| EXERCISE REQUIREMENTS |
Reproduce word for word the passage of the stage career text starting with "Other plays at" and going on through "the 1968 movie.".

| EXCERPTED TEXT |
Born in Hamilton in South Lanarkshire, after working in his father's factory he went to the Birmingham School of Speech and Drama, which he described as a "disaster". After National Service he made his professional debut at Dundee Rep in 1960 and his London debut was at the Royal Court when he played Flute in Tony Richardson's 1962 production of A Midsummer Night's Dream.

Other plays at the Royal Court that year included Twelfth Night, where he played Malvolio, and Spring Awakening. He also appeared with the RSC but his breakthrough performance, also at the Court, was as Bill Maitland in John Osborne's Inadmissible Evidence in 1964, and in the same year also played Peter Wykeham in A Cuckoo in the Nest and Vladimir in Waiting for Godot.

Inadmissible Evidence transferred to Wyndham's in 1965 and then went to the Belasco Theatre on Broadway. He was to revive the role at the Royal Court in 1978 and at the Roundabout Theatre, New York, in 1981, as well as in the 1968 movie.

| INFORMATION SHOWN |
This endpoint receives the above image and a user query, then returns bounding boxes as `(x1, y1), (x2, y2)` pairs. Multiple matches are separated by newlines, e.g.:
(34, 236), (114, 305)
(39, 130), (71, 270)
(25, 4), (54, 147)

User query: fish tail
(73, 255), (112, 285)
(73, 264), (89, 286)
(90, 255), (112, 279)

| WRITTEN ANSWER |
Other plays at the Royal Court that year included Twelfth Night, where he played Malvolio, and Spring Awakening. He also appeared with the RSC but his breakthrough performance, also at the Court, was as Bill Maitland in John Osborne's Inadmissible Evidence in 1964, and in the same year also played Peter Wykeham in A Cuckoo in the Nest and Vladimir in Waiting for Godot.

Inadmissible Evidence transferred to Wyndham's in 1965 and then went to the Belasco Theatre on Broadway. He was to revive the role at the Royal Court in 1978 and at the Roundabout Theatre, New York, in 1981, as well as in the 1968 movie.